INSTRUÇÕES:
**A)** Enumere todas as pessoas designadas pelo nome próprio no excerto sobre Martin Scorsese na Berlinale.
**B)** Responda, com base no excerto, às seguintes perguntas:
(i) A que horas estava marcada a conversa?
(ii) Em que hotel se situava a sala de conferências de imprensa da Berlinale?
(iii) Que idade tem Martin Scorsese?

A sala de conferências de imprensa da Berlinale, no hotel Hyatt, estava à pinha. Jornalistas amontavam-se e mostravam um certo nervosismo — mesmo os mais experientes. Para as 16h45 estava marcada uma conversa que não duraria mais de quarenta minutos com um senhor que defende, com unhas e dentes, que a lasanha de sua mãe, apesar de existirem muitos lugares do mundo, “é mesmo a melhor”. Vive para o cinema, acredita que a sétima arte está longe de morrer e tem poucas dúvidas de que os melhores trinta segundos viveu-os quando gravou um anúncio para a Armani.

Trejeitos italianos à moda de Nova Iorque, as longas sobrancelhas e fato azul sem gravata. Mal entrou na sala, tornou-se no centro de todas as atenções, mesmo que a altura não tenha permitido aos jornalistas mais afastados de recolher vídeos e fotografias. Vai receber o Urso Honorário em Berlim, encontrou-se com o Papa Francisco e concorre aos Óscares pela sua vigésima sétima longa-metragem, Assassinos da Lua das Flores. Martin Scorsese, de 81 anos, o realizador mais nomeado de sempre, que ultrapassou outro colosso de Hollywood, Steven Spielberg, e que veio até Berlim fazer uma pequena palestra, que pode ser entendida como um ato de resistência generoso, ou um statetment político bem humorado, de alguém com muita vontade de não parar.

[Linhas do conjunto de dados sobre a localização de objetos]
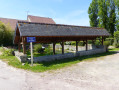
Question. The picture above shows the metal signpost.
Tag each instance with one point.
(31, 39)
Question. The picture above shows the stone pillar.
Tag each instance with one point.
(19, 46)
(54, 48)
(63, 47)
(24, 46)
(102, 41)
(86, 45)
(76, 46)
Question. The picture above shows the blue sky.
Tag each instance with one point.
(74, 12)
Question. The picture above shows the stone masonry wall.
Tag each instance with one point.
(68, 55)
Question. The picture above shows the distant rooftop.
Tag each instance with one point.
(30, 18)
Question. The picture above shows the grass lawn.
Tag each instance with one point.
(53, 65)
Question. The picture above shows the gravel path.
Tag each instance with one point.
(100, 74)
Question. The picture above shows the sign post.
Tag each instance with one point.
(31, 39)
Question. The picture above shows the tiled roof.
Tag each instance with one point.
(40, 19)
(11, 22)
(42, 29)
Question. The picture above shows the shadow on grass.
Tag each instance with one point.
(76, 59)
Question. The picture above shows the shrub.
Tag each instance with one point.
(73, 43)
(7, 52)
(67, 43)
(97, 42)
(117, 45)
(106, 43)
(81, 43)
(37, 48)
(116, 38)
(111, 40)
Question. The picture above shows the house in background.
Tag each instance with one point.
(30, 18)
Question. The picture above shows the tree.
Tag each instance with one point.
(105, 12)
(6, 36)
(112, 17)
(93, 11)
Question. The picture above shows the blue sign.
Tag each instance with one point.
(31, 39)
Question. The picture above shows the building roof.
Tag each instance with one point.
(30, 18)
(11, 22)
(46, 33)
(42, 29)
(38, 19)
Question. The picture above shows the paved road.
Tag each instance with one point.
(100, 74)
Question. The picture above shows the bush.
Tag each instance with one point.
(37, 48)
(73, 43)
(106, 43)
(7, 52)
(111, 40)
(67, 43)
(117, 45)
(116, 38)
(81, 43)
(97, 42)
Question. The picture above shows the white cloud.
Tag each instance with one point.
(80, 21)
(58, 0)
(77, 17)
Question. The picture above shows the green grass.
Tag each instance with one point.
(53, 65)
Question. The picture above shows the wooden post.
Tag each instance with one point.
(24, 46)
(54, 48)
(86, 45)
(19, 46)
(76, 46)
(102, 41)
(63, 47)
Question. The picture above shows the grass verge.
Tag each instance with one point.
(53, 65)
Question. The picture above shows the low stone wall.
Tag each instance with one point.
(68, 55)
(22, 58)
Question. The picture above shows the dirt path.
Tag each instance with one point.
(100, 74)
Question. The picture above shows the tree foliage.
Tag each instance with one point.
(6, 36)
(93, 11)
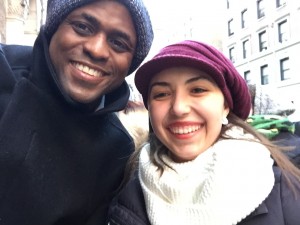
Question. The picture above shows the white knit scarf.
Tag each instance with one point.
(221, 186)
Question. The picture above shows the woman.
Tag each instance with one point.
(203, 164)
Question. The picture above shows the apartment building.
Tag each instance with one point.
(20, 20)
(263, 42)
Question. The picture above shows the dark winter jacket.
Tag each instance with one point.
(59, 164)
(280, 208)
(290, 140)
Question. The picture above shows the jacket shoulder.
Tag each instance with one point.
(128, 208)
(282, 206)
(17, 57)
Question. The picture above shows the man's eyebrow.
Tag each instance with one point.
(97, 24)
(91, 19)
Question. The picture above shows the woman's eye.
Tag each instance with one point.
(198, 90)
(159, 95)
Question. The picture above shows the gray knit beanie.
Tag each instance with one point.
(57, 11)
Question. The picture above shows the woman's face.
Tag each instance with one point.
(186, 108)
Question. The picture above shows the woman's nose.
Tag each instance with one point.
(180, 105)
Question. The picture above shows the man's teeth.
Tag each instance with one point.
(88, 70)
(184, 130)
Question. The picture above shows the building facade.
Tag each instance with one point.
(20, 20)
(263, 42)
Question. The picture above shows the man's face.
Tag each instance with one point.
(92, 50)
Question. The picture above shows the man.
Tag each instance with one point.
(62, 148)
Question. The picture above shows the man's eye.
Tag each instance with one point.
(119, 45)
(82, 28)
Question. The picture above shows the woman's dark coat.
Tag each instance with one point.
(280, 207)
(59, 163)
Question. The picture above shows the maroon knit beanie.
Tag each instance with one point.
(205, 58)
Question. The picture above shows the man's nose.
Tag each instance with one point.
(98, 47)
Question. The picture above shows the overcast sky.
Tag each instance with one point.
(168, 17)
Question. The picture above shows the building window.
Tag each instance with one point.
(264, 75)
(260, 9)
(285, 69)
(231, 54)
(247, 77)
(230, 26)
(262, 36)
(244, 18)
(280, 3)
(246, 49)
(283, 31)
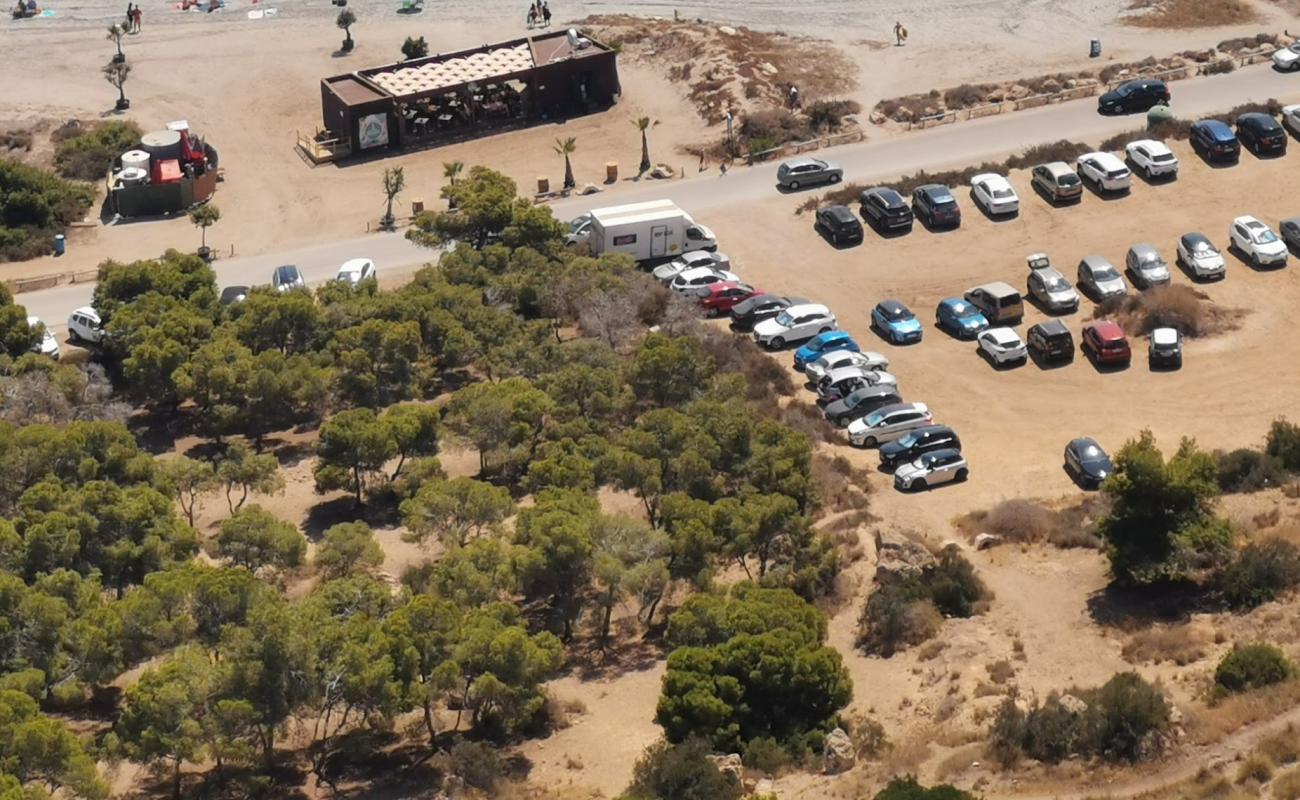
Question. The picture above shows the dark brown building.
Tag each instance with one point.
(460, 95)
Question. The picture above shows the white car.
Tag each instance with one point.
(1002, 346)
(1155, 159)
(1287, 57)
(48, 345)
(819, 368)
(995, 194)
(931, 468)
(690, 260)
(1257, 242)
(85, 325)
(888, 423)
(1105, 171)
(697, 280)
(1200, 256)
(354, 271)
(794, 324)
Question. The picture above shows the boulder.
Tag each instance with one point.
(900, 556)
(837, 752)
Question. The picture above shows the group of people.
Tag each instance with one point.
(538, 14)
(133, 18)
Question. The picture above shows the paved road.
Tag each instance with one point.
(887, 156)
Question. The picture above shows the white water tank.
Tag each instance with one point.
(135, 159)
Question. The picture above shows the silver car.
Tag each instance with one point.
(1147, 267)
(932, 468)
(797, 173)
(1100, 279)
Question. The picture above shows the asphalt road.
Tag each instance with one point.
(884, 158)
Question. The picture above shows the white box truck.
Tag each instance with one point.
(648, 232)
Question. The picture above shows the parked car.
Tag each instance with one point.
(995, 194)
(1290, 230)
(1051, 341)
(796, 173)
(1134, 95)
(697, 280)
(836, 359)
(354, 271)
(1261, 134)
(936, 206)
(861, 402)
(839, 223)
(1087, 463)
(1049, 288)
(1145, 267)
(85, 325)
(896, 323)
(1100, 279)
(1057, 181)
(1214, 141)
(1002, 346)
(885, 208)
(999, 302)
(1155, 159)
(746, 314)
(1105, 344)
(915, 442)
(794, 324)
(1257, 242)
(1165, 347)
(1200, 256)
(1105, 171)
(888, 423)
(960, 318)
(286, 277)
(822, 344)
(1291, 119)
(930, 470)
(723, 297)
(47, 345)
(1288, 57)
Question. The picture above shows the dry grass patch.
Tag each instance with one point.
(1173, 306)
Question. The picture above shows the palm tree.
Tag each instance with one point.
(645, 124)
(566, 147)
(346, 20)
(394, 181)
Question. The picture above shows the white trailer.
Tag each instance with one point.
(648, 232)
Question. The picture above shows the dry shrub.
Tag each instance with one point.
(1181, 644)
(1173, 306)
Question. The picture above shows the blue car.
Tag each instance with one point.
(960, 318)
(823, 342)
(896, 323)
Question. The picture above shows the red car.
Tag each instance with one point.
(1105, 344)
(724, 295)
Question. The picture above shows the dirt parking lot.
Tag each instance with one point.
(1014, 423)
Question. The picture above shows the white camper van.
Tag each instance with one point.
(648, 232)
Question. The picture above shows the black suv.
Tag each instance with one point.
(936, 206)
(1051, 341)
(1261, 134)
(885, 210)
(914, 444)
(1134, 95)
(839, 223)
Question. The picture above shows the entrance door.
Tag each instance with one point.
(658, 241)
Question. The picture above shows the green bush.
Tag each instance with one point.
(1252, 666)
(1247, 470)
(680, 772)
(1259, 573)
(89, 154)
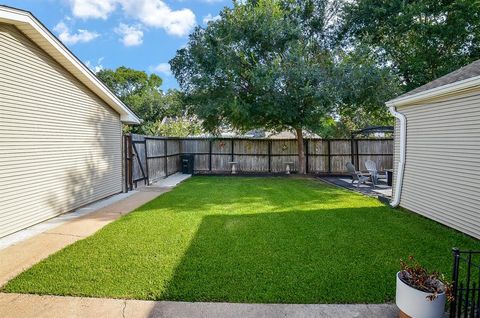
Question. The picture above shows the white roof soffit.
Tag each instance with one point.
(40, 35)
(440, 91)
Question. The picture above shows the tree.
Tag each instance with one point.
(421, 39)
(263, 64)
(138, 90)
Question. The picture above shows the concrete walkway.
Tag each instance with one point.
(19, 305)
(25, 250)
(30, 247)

RESULTADOS FINAIS:
**A)** Martin Scorsese; Papa Francisco; Steven Spielberg

**B)**
(i) Às 16h45.
(ii) No hotel Hyatt.
(iii) 81 anos.